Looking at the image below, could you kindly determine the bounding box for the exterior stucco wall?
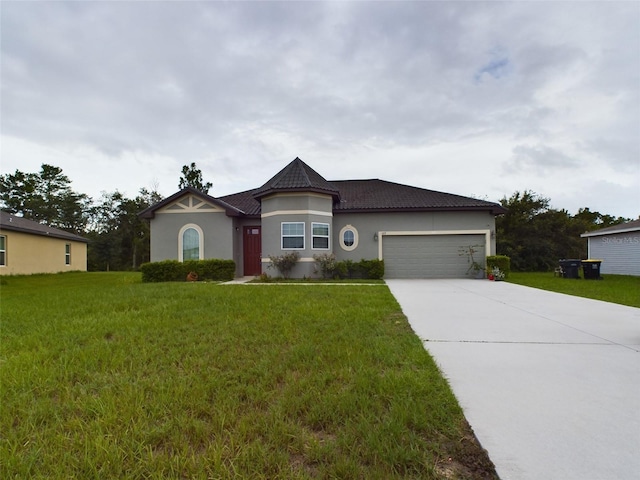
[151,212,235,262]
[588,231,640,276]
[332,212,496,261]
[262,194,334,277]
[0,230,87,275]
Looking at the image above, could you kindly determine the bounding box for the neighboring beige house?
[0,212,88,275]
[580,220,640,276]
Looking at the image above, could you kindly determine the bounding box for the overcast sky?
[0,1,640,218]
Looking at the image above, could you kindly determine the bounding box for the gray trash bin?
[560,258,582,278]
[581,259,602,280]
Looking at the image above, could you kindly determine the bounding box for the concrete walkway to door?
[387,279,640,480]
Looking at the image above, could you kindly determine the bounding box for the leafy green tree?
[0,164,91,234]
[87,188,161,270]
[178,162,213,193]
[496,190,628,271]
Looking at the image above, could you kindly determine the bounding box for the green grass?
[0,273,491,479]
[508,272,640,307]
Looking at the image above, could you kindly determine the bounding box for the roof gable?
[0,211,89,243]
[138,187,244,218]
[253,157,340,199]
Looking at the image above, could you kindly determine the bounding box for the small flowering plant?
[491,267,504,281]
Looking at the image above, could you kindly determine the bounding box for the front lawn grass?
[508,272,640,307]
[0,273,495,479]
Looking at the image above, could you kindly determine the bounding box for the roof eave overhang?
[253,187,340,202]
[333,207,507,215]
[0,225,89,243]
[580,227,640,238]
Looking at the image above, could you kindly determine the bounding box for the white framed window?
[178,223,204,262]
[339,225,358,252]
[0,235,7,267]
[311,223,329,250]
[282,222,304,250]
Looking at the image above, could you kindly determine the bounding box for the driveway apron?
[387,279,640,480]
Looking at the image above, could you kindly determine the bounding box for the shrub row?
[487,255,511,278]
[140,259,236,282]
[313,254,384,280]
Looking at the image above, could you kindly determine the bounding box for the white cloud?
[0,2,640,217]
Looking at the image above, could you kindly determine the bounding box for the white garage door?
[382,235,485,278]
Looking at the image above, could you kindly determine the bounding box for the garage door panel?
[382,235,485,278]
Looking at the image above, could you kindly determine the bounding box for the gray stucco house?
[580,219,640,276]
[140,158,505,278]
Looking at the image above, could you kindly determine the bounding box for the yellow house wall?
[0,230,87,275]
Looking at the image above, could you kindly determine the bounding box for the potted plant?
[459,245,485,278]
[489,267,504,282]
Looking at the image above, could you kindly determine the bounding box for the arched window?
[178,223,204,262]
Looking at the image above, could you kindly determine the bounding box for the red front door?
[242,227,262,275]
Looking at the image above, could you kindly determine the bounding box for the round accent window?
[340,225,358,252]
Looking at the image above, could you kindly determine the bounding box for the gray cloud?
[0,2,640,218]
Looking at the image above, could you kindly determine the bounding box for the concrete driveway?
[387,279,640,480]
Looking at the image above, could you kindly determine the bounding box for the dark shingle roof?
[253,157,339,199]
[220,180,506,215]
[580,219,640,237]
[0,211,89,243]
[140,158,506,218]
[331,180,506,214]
* * *
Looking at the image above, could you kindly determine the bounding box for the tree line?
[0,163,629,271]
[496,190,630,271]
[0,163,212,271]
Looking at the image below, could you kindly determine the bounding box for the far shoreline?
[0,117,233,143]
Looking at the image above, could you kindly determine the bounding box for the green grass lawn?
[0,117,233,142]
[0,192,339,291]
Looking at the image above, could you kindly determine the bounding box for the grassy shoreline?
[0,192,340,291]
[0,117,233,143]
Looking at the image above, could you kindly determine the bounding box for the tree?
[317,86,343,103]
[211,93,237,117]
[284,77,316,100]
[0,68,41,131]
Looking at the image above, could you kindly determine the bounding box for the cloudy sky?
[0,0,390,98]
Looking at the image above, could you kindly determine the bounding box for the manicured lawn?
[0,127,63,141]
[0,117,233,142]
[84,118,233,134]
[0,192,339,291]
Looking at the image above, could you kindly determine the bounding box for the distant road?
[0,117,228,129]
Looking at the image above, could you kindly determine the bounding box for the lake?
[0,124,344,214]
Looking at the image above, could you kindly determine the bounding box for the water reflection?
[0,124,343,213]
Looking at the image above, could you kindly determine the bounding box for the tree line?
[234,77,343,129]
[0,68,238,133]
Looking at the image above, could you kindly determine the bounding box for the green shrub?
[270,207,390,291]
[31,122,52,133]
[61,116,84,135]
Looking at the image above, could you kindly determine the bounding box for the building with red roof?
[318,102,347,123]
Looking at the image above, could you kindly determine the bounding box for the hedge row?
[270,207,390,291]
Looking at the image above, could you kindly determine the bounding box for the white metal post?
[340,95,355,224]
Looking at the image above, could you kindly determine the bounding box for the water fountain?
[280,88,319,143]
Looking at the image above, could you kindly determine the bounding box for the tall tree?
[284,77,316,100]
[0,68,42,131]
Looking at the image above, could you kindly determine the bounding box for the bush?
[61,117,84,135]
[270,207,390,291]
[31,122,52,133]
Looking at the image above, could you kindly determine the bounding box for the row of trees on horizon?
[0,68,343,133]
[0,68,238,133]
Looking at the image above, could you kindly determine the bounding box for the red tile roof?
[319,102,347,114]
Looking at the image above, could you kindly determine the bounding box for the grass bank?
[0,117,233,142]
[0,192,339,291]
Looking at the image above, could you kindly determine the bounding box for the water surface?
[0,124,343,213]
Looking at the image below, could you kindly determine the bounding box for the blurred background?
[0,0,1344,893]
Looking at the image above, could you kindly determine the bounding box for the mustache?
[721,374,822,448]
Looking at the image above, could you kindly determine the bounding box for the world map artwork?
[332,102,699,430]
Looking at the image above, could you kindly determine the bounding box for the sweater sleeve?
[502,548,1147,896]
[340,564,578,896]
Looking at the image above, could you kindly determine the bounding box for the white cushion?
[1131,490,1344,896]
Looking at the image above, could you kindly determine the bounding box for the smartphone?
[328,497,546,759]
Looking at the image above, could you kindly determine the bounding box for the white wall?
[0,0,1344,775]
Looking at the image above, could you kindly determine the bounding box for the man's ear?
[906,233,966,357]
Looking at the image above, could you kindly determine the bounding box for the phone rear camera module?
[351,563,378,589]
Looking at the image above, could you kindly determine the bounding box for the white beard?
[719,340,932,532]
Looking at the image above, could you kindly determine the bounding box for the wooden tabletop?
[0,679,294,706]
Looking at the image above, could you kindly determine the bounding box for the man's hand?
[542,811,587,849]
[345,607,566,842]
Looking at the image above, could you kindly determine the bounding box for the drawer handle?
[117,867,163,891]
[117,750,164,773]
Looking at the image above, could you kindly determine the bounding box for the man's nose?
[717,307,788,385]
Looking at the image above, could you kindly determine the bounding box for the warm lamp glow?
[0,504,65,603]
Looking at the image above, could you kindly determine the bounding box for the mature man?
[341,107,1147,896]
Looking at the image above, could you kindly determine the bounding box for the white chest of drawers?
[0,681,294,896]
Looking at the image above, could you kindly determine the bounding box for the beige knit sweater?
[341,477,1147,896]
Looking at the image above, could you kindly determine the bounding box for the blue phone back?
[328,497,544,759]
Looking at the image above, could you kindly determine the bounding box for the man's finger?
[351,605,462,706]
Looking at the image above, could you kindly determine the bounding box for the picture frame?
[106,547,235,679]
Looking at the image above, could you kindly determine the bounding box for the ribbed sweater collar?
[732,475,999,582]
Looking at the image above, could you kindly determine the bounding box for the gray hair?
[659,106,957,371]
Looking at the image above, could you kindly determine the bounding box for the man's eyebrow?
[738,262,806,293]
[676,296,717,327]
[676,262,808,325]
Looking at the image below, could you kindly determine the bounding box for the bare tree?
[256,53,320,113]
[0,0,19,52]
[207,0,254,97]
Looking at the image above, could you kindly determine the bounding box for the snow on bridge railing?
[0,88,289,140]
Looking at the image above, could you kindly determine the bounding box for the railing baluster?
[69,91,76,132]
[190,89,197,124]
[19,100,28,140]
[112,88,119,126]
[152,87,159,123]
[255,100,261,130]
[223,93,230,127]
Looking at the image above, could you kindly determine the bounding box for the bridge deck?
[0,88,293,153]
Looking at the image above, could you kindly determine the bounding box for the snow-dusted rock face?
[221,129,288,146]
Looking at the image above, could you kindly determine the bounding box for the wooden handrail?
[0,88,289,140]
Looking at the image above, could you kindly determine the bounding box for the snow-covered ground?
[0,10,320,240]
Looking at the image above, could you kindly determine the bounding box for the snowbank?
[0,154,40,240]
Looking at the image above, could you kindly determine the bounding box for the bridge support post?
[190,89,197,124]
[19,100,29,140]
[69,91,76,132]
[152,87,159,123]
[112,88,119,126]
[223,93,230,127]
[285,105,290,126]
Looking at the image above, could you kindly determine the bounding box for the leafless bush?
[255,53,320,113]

GIVEN PROBLEM:
Rewrite everything from the line containing "exterior stucco wall?" down to the line containing "[0,273,495,479]" as a two-column CSV headed wording and boxes, one row per record, with each field quoted and line breaks turned into spaces. Leave the pictures out.

EXERCISE OUTPUT:
wording,boxes
"Looking at the image below, could you kindly determine the bounding box for the exterior stucco wall?","[151,212,235,262] [588,231,640,276] [332,212,496,261] [262,194,334,277] [0,230,87,275]"
"Looking at the image above, could you kindly determine the bounding box for the neighboring beige house?","[0,212,88,275] [580,220,640,276]"
"Looking at the image above, could you kindly determine the bounding box for the overcast sky?","[0,1,640,218]"
"Looking at the image above, could you kindly determine the bounding box for the gray trash bin?","[560,258,582,278] [581,259,602,280]"
"Looking at the image above, could you kindly determine the bounding box for the concrete walkway to door?","[387,279,640,480]"
"Looking at the image above, could you kindly determine the bounding box for the leafy green tree?","[0,164,91,234] [87,188,161,270] [178,162,213,193] [496,190,628,271]"
"Looking at the image above, could you kindly determine the bounding box for the green grass?","[0,273,491,479] [508,272,640,307]"
"Looking at the image above, could you kindly determine the bounding box for the roof gable?","[0,211,89,243] [138,187,244,218] [253,157,340,199]"
"Looking at the image above, could you kindly determine the bounding box for the small flowering plant?","[491,267,504,281]"
"Looking at the image above, could you kindly determine the bounding box for the front lawn grass?","[508,272,640,307] [0,273,495,479]"